Testo presentato:
|---|
Questo rende possibile la creazione di ecosistemi digitali complessi come le case intelligenti (smart home), le città intelligenti (smart city), le imprese intelligenti (smart enterprises) e molto altro. Tuttavia questa seducente promessa porta con sé anche delle sfide da affrontare, come la sicurezza, soprattutto in relazione alla raccolta e all’utilizzo dei dati. Questi oggetti di uso quotidiano, dotati di sensori e capacità di connessione, diventano strumenti per un genere di sorveglianza che prima era difficile anche solo immaginare. Vien da sé che, nel contesto di questa nuova realtà, le aziende che sviluppano e forniscono software per i dispositivi IoT acquisiscono un vantaggio senza precedenti, accedendo a un’enorme quantità di dati, anche sensibili o per meglio dire particolari, che superano di gran lunga la portata delle agenzie di intelligence tradizionali.

La fruizione di tale vasto corpus di informazioni si può configurare come una forma di mineralismo digitale in cui i dati rappresentano una risorsa grezza da estrarre e capitalizzare. Questa tendenza inverte il tradizionale paradigma tra poteri statali e individuali. Mentre le agenzie e le Istituzioni infatti sono vincolate da garanzie funzionali, normative sulla protezione dei dati e processi burocratici, le entità private esercitano una forma di monitoraggio decisamente più estesa, molto spesso senza restrizioni efficaci.
|---|
Quesiti e compiti:
**A.** Quali ecosistemi digitali complessi cita come esempi il testo sull'IoT?
**B.** In base al testo sull'IoT, spiega in che modo la tendenza descritta inverte il tradizionale paradigma tra poteri statali e individuali.
**C.** Trascrivi fedelmente il passo del testo sull'IoT a partire da "La fruizione di" e proseguendo fino a "senza restrizioni efficaci.".
L'elenco proviene da una fonte diversa.
|---|
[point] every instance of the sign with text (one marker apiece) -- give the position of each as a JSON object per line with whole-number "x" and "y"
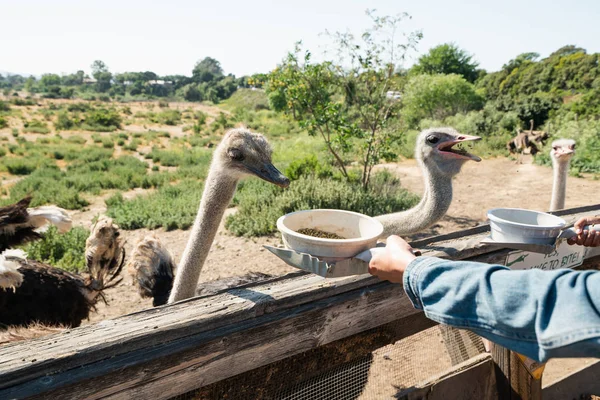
{"x": 565, "y": 256}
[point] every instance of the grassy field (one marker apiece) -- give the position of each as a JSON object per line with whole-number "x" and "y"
{"x": 69, "y": 152}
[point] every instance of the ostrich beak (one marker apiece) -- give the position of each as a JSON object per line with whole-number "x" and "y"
{"x": 447, "y": 150}
{"x": 269, "y": 173}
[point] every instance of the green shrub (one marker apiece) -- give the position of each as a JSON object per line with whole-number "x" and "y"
{"x": 64, "y": 122}
{"x": 167, "y": 117}
{"x": 108, "y": 143}
{"x": 35, "y": 126}
{"x": 66, "y": 251}
{"x": 78, "y": 107}
{"x": 132, "y": 145}
{"x": 260, "y": 203}
{"x": 49, "y": 188}
{"x": 76, "y": 139}
{"x": 308, "y": 166}
{"x": 102, "y": 119}
{"x": 23, "y": 102}
{"x": 171, "y": 207}
{"x": 21, "y": 166}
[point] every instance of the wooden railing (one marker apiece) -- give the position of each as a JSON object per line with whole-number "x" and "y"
{"x": 166, "y": 351}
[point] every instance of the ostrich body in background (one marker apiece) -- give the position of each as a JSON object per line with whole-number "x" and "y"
{"x": 561, "y": 154}
{"x": 439, "y": 162}
{"x": 51, "y": 296}
{"x": 240, "y": 153}
{"x": 20, "y": 224}
{"x": 153, "y": 271}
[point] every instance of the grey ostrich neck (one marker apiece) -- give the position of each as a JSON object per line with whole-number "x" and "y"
{"x": 559, "y": 186}
{"x": 218, "y": 192}
{"x": 433, "y": 206}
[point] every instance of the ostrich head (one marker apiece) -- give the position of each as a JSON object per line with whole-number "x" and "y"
{"x": 242, "y": 152}
{"x": 562, "y": 150}
{"x": 104, "y": 255}
{"x": 435, "y": 148}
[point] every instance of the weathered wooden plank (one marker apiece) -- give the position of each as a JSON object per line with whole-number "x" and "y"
{"x": 182, "y": 365}
{"x": 106, "y": 339}
{"x": 585, "y": 381}
{"x": 141, "y": 341}
{"x": 265, "y": 382}
{"x": 472, "y": 380}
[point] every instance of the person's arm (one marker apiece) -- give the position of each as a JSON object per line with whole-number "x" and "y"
{"x": 586, "y": 238}
{"x": 540, "y": 314}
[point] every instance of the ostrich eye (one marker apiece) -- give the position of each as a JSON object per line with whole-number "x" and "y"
{"x": 235, "y": 154}
{"x": 432, "y": 139}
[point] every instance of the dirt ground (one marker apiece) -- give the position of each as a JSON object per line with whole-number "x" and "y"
{"x": 492, "y": 183}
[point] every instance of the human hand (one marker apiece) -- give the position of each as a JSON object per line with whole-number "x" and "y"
{"x": 391, "y": 264}
{"x": 588, "y": 238}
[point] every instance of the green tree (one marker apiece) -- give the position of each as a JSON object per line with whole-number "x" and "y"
{"x": 438, "y": 97}
{"x": 346, "y": 102}
{"x": 207, "y": 70}
{"x": 102, "y": 75}
{"x": 447, "y": 59}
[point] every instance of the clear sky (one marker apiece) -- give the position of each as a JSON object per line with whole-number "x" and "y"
{"x": 249, "y": 36}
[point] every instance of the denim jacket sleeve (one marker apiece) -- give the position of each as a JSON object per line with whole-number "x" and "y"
{"x": 540, "y": 314}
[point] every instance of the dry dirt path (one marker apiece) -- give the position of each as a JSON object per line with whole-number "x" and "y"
{"x": 492, "y": 183}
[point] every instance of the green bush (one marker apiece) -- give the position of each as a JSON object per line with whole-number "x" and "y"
{"x": 167, "y": 117}
{"x": 102, "y": 119}
{"x": 21, "y": 166}
{"x": 309, "y": 166}
{"x": 260, "y": 203}
{"x": 35, "y": 126}
{"x": 49, "y": 188}
{"x": 65, "y": 251}
{"x": 64, "y": 122}
{"x": 171, "y": 207}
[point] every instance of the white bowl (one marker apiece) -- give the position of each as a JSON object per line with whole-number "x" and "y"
{"x": 360, "y": 230}
{"x": 516, "y": 225}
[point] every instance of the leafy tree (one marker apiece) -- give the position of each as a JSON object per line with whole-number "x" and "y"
{"x": 345, "y": 101}
{"x": 102, "y": 75}
{"x": 447, "y": 59}
{"x": 207, "y": 70}
{"x": 75, "y": 79}
{"x": 437, "y": 97}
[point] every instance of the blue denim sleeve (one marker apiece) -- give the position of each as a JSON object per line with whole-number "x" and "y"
{"x": 540, "y": 314}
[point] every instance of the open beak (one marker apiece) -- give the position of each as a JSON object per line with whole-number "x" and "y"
{"x": 269, "y": 173}
{"x": 448, "y": 150}
{"x": 564, "y": 152}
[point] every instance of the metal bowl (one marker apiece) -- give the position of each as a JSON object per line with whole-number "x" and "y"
{"x": 361, "y": 232}
{"x": 517, "y": 225}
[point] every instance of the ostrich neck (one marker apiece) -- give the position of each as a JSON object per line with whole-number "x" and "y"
{"x": 432, "y": 207}
{"x": 559, "y": 186}
{"x": 217, "y": 195}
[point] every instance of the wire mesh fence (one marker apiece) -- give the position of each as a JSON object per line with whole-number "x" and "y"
{"x": 384, "y": 373}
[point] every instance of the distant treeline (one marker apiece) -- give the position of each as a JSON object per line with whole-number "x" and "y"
{"x": 208, "y": 82}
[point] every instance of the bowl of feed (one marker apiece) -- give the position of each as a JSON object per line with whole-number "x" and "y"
{"x": 516, "y": 225}
{"x": 329, "y": 234}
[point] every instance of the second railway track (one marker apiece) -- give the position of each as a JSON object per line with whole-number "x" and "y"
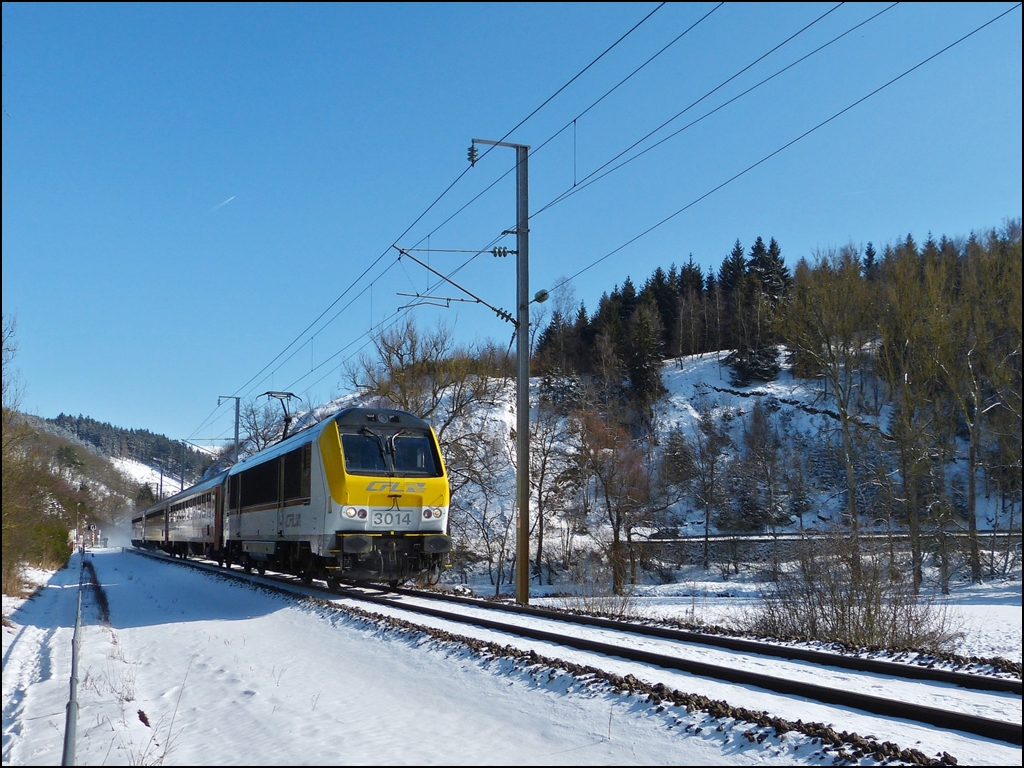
{"x": 839, "y": 680}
|---|
Risposte ai compiti:
**A.** Le case intelligenti (smart home), le città intelligenti (smart city) e le imprese intelligenti (smart enterprises).

**B.** Le agenzie e le Istituzioni sono vincolate da garanzie funzionali, normative sulla protezione dei dati e processi burocratici. Le entità private esercitano invece un monitoraggio decisamente più esteso, molto spesso senza restrizioni efficaci.

**C.**
La fruizione di tale vasto corpus di informazioni si può configurare come una forma di mineralismo digitale in cui i dati rappresentano una risorsa grezza da estrarre e capitalizzare. Questa tendenza inverte il tradizionale paradigma tra poteri statali e individuali. Mentre le agenzie e le Istituzioni infatti sono vincolate da garanzie funzionali, normative sulla protezione dei dati e processi burocratici, le entità private esercitano una forma di monitoraggio decisamente più estesa, molto spesso senza restrizioni efficaci.